## EXERCISE PROMPT:
Count the lines in the listing below that contain the string "reflection", treating uppercase and lowercase as different. Reply with the number alone.

[Records from a collection]

· · · ·

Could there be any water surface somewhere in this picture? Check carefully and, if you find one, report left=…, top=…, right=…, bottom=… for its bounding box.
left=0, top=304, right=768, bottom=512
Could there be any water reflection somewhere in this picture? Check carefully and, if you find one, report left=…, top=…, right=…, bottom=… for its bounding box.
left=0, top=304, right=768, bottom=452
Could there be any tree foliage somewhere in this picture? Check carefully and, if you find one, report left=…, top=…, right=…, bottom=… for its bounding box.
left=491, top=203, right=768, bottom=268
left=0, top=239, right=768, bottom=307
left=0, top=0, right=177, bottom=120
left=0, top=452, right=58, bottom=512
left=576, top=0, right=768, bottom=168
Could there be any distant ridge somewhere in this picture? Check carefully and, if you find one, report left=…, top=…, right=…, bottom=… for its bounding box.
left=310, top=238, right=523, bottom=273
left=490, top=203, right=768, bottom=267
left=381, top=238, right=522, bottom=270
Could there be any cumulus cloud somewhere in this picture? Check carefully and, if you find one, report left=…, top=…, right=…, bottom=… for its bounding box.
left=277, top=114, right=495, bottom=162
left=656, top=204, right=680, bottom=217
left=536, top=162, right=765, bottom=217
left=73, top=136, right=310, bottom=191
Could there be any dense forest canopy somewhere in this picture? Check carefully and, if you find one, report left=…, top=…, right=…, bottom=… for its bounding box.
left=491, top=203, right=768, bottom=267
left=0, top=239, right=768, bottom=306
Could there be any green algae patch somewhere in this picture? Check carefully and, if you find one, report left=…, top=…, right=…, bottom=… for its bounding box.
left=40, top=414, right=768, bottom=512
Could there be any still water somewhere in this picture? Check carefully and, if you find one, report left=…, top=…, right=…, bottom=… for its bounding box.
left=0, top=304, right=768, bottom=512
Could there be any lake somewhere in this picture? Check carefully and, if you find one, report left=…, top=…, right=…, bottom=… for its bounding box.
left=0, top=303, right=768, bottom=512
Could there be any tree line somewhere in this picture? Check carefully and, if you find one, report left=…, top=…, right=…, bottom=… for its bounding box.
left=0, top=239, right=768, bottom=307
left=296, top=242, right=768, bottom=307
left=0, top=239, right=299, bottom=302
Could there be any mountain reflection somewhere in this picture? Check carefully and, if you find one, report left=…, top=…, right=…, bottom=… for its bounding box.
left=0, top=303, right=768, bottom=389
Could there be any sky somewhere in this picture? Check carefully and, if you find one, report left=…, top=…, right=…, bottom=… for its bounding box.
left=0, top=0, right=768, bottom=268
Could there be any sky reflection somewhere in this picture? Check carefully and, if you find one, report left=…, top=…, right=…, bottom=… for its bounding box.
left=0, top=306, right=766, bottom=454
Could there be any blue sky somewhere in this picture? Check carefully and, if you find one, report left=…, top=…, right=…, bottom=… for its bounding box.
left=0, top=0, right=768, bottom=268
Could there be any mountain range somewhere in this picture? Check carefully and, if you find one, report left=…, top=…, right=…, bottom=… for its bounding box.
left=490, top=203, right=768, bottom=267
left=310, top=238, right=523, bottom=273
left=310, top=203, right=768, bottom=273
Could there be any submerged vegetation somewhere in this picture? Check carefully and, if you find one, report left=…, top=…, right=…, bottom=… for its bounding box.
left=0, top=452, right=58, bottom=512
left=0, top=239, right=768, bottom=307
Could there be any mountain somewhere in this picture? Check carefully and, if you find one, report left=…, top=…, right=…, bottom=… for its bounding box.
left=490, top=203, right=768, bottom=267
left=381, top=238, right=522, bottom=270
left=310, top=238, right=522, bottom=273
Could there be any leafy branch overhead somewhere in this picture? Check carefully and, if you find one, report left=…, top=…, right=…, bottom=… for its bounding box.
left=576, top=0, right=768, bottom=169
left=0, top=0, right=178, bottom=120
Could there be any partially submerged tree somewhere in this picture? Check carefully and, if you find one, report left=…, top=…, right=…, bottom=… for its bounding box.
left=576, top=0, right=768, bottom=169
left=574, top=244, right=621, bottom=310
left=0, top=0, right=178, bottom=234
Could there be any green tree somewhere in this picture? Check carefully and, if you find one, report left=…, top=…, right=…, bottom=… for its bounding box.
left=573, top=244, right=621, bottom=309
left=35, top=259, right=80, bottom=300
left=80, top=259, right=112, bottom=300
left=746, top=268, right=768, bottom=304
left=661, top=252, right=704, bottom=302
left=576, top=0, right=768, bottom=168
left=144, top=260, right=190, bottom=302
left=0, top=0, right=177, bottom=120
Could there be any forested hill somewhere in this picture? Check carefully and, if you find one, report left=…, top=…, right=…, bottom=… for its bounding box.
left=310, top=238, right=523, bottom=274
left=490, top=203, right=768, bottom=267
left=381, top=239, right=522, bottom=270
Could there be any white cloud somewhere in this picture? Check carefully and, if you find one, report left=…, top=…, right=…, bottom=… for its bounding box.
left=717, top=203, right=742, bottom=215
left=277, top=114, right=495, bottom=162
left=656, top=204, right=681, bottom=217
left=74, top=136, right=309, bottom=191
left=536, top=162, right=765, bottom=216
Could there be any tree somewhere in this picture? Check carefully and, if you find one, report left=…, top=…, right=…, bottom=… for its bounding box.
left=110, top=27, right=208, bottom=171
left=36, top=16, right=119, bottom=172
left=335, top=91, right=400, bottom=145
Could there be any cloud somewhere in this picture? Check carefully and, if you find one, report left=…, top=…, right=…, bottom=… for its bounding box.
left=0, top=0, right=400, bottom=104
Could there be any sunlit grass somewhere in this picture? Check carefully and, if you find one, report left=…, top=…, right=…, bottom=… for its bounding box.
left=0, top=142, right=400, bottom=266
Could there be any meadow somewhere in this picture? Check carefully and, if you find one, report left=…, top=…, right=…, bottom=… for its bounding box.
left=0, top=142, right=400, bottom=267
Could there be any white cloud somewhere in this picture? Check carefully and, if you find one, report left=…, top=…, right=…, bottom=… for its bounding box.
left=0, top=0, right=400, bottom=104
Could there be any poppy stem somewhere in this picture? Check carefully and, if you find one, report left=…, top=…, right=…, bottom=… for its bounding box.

· · · ·

## THE COMPLETED TASK:
3